### Exercise brief:
Copy out the items below, swapping each "tree line" for "shoreline" and leaving everything else unchanged.

### Supplied records:

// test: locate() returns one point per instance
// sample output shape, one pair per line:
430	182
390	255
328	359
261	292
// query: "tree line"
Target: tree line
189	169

### Exercise output:
// test: locate() returns one point per instance
// sample output shape, one pair per line:
430	182
390	255
328	359
261	292
// query: "shoreline"
Target: shoreline
189	169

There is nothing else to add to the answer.